» Instructions for the task
Exactly the lines from the one that holds "Phrase: person in white shirt in background" to the end of the data below: retype these and nothing else.
___ Given records
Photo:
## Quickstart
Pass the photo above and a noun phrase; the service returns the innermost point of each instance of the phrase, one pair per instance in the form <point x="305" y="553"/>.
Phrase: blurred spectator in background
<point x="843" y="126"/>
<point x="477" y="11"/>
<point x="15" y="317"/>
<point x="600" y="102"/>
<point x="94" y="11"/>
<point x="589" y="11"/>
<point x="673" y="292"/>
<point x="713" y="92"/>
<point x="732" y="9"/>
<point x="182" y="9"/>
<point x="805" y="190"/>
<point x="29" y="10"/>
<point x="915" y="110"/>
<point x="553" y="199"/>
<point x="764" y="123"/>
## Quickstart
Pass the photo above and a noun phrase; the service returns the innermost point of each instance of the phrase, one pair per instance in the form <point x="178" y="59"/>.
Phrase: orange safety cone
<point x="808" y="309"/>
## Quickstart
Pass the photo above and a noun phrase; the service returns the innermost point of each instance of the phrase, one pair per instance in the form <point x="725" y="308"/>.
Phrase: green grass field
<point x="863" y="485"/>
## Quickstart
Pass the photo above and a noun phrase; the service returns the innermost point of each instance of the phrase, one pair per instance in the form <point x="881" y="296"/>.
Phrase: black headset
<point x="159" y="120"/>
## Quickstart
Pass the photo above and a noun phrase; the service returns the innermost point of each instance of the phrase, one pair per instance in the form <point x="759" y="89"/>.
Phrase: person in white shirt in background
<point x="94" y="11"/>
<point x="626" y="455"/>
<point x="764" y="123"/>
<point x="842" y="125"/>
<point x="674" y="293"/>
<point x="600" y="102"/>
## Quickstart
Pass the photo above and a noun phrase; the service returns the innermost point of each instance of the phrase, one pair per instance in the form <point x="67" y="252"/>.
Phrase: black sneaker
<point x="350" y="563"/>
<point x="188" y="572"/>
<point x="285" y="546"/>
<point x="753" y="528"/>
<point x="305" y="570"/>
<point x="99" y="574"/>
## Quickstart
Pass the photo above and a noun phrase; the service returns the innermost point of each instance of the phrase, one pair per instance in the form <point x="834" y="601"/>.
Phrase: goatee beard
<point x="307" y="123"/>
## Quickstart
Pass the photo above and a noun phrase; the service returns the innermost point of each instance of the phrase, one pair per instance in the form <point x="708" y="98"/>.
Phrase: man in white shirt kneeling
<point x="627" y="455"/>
______
» Exercise result
Phrase: person in white shirt in background
<point x="94" y="11"/>
<point x="626" y="455"/>
<point x="764" y="123"/>
<point x="842" y="125"/>
<point x="674" y="293"/>
<point x="600" y="102"/>
## Quickstart
Pass the photo above and a noun phrase; the service returns the innermost point of each instance of the phrase, one pair per instance in the form <point x="67" y="252"/>.
Phrase: black sneaker
<point x="350" y="563"/>
<point x="188" y="572"/>
<point x="285" y="546"/>
<point x="753" y="528"/>
<point x="305" y="570"/>
<point x="99" y="574"/>
## Quickstart
Pass the photo above and a noun phrase; the service returns the innermost point of each instance of the phrase, one pair per instance in the form <point x="834" y="601"/>.
Phrase: goatee beard
<point x="307" y="123"/>
## Quickstart
Pass the photo above and a noun phrase; the service returns the innermost point of each instance of the phrase, one pair per instance in the form <point x="708" y="98"/>.
Phrase: man in white shirt kneeling
<point x="627" y="455"/>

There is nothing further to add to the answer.